Send back the records in full, character for character.

Input data
☆ ☆ ☆ ☆
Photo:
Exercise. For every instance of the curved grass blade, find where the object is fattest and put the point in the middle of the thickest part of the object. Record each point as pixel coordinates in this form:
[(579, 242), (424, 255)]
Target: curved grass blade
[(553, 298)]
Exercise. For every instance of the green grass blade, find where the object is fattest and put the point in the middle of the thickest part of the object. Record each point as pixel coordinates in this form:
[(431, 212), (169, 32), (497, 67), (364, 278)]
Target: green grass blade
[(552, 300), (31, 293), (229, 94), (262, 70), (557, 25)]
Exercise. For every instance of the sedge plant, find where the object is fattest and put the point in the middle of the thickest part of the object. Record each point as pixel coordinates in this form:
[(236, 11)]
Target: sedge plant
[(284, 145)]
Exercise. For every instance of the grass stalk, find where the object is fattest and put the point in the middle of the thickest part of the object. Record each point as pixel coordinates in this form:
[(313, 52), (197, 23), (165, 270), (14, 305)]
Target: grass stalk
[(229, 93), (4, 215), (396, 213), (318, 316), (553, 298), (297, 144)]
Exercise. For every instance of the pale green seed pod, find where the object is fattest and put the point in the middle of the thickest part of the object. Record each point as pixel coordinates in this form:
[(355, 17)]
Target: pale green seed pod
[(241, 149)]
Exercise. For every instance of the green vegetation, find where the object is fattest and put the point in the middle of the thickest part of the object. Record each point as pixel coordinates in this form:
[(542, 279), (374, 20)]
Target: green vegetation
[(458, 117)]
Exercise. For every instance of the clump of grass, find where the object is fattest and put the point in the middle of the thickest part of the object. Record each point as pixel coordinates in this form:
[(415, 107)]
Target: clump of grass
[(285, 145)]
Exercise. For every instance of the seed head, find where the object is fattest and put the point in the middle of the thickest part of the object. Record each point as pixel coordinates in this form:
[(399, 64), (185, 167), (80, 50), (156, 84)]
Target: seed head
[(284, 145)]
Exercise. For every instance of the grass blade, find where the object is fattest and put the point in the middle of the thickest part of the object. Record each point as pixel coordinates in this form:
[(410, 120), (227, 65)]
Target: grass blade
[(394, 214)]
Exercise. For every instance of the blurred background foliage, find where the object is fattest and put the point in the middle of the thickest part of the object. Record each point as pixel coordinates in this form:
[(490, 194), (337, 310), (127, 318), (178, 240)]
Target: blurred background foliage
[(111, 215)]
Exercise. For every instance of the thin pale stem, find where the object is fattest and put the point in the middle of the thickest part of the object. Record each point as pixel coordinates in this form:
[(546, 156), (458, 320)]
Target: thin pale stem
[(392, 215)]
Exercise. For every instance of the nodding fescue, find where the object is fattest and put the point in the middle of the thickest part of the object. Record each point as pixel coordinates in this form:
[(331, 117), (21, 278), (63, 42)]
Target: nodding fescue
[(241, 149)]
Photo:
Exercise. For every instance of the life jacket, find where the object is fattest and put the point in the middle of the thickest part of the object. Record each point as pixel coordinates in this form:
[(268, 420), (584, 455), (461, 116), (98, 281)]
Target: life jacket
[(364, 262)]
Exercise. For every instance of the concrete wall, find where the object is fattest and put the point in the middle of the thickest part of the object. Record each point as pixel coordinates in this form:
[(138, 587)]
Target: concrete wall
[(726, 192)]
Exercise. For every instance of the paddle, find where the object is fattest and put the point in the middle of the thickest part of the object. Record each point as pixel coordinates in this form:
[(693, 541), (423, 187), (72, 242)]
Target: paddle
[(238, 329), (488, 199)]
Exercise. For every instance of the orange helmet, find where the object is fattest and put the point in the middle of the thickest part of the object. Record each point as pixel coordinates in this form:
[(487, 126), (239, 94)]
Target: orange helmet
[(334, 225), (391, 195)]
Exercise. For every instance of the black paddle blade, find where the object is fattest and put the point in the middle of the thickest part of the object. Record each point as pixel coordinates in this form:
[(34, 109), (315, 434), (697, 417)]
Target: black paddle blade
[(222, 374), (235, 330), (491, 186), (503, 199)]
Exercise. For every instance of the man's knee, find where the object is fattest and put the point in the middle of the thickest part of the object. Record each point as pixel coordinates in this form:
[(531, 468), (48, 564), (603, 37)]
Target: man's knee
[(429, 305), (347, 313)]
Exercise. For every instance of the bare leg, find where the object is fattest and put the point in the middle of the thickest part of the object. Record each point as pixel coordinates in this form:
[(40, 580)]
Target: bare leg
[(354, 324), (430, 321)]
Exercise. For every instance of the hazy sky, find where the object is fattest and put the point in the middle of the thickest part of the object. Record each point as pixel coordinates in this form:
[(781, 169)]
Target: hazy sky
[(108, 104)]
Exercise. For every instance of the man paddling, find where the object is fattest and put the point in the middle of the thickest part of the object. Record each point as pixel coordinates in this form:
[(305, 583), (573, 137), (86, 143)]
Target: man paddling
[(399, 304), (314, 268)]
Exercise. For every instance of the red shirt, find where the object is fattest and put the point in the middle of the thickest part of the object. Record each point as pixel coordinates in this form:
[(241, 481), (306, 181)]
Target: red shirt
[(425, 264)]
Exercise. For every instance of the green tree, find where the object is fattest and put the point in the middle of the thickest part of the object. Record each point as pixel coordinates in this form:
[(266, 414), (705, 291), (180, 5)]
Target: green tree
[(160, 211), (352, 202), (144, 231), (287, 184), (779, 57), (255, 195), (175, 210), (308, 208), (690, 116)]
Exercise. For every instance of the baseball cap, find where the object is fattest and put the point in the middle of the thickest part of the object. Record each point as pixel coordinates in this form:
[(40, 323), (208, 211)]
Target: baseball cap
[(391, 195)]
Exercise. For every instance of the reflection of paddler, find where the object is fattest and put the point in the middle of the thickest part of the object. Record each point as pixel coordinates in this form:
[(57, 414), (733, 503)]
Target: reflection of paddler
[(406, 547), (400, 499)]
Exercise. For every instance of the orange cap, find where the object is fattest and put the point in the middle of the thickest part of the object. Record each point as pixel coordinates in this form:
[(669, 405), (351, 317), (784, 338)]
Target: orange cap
☆ ☆ ☆ ☆
Problem solution
Photo:
Exercise. For every instance of the curved grass blade, find where the object is fattest and put the point in the middle of the thickest part of the object. Record each point as pixel coordinates in this form:
[(579, 242), (424, 255)]
Target: curved grass blade
[(553, 298)]
Exercise. For every instance of the green grass blade, find where the object is fattest and put the point in the middle of the thickest part of the object. Record each point as pixel coordinates in this form:
[(431, 212), (169, 32), (497, 67), (364, 278)]
Target: green grass blade
[(552, 300), (31, 293), (229, 94), (262, 70), (557, 25)]
Exercise. For every instance of the sedge plant, find where the object is fattest and put the point in the middle of the thickest part of the object. Record each point as pixel coordinates in this form:
[(236, 11)]
Target: sedge plant
[(284, 145)]
Exercise. For every instance of the grass stalk, find where the object is fattest and put the point in the middle of the thickest part of the object. Record each point as pixel coordinates in this form:
[(313, 52), (197, 23), (165, 270), (14, 305)]
Target: grass stalk
[(229, 93), (4, 215), (396, 213), (318, 316), (553, 298), (297, 144)]
Exercise. For every instance of the pale green seed pod, find where the object is fattest and put the point in the middle of the thickest part of the object. Record each point as pixel coordinates in this form:
[(355, 17)]
Target: pale green seed pod
[(241, 149)]
Exercise. For every instance of the green vegetation, find where the object is fattest and put the point in the middle of the thickest part of the object. Record each point as pixel coordinates in this form:
[(542, 279), (374, 20)]
Target: green vegetation
[(458, 117)]
Exercise. For every instance of the clump of grass, find where the object is fattest and put the point in the middle of the thickest part of the object. Record each point as pixel coordinates in this form:
[(415, 107)]
Target: clump of grass
[(285, 145)]
Exercise. For every instance of the seed head, find where the object is fattest and put the point in the middle of the thickest part of the object. Record each point as pixel coordinates in this form:
[(399, 64), (185, 167), (80, 50), (156, 84)]
Target: seed head
[(284, 145)]
Exercise. For every instance of the grass blade, find where the object is fattest and put the point in the middle of the thickest part of the object. Record each point as pixel coordinates in this form:
[(410, 120), (227, 65)]
Target: grass blade
[(394, 214)]
Exercise. For every instance of the blurred background foliage, find where the object is fattest and put the point in the middle of the thickest part of the object. Record each point as pixel coordinates in this form:
[(490, 194), (337, 310), (127, 318), (178, 240)]
Target: blurred background foliage
[(111, 215)]
Exercise. For every instance of the thin pale stem, find where the object is fattest and put the point in the middle of the thickest part of the object. Record each point as pixel coordinates in this form:
[(546, 156), (458, 320)]
Target: thin pale stem
[(392, 215)]
Exercise. For every instance of the nodding fescue, find where the object is fattest and put the point in the middle of the thickest part of the object. Record each point as pixel coordinates in this form:
[(331, 117), (21, 278), (63, 42)]
Target: nodding fescue
[(241, 149)]
Photo:
Exercise. For every instance of the life jacket, find where the object is fattest and put the point in the middle of the thickest part of the object. Record each point as pixel coordinates in this form:
[(268, 420), (584, 455), (461, 116), (98, 281)]
Target: life jacket
[(364, 262)]
Exercise. For every instance of the concrete wall, find where the object is fattest and put the point in the middle of the thickest part of the object. Record each point as pixel coordinates in this form:
[(138, 587)]
Target: concrete wall
[(726, 192)]
Exercise. For every instance of the paddle, find where the object is fattest and put the point in the middle of the thickest part of the object. Record each point as pixel coordinates in this form:
[(693, 541), (423, 187), (72, 242)]
Target: paddle
[(238, 329), (488, 199)]
Exercise. For every instance of the orange helmet, find where the object is fattest and put the point in the middle of the thickest part of the object. Record each point as pixel coordinates in this form:
[(487, 126), (239, 94)]
Target: orange helmet
[(334, 225), (391, 195)]
Exercise. For every instance of the black paddle blade, find where the object is fattest and put the point in the middle of the thickest part of the object. Record each point as pixel coordinates in this form:
[(34, 109), (315, 434), (697, 417)]
Target: black paddle blade
[(222, 374), (235, 330), (491, 186), (503, 199)]
Exercise. For every instance of the man's knee, find where the object is fattest and put the point in the middle of the thickest part of the object. Record each point as pixel coordinates in this form:
[(531, 468), (48, 564), (603, 37)]
Target: man's knee
[(429, 305), (347, 313)]
Exercise. For every instance of the bare leg, find where the object is fattest and put the point in the middle of the thickest part of the object. Record each point as pixel coordinates in this form:
[(40, 580)]
Target: bare leg
[(354, 324), (430, 321)]
Exercise. For every instance of the hazy sky, find where the object is fattest and put the point in the middle of the thickest part of the object. Record each point as pixel coordinates in this form:
[(781, 169)]
Target: hazy sky
[(108, 104)]
Exercise. For every instance of the man paddling, find where the object is fattest and put the point in the middle of the thickest part of the object. Record each point as pixel coordinates in this form:
[(305, 583), (573, 137), (86, 143)]
Target: man paddling
[(399, 304), (314, 268)]
Exercise. For every instance of the red shirt, find where the object is fattest and put the point in the middle of the thickest part of the object. Record each point as pixel coordinates in this form:
[(241, 481), (306, 181)]
Target: red shirt
[(425, 264)]
Exercise. For every instance of the green tree, find where the object is fattest and put the point in the middle of the thickest part of the object. Record each point as pixel coordinates in this form:
[(266, 414), (705, 291), (180, 5)]
Target: green tree
[(160, 211), (352, 202), (144, 231), (287, 184), (779, 57), (255, 195), (175, 210), (308, 208), (690, 116)]
Exercise. For every instance of the baseball cap, find where the object is fattest and put the point in the middle of the thickest part of the object. Record each point as pixel coordinates in this form:
[(40, 323), (208, 211)]
Target: baseball cap
[(391, 195)]
Exercise. For every instance of the reflection of paddler, find where the object is fattest and put the point in the middle of the thickest part of the object. Record each point as pixel coordinates in this form:
[(57, 414), (733, 503)]
Target: reflection of paddler
[(406, 547), (400, 499)]
Exercise. For every instance of the orange cap, find where the object is fattest and put the point in the middle of the thickest part of the object. Record each point as pixel coordinates in this form:
[(669, 405), (351, 317), (784, 338)]
Target: orange cap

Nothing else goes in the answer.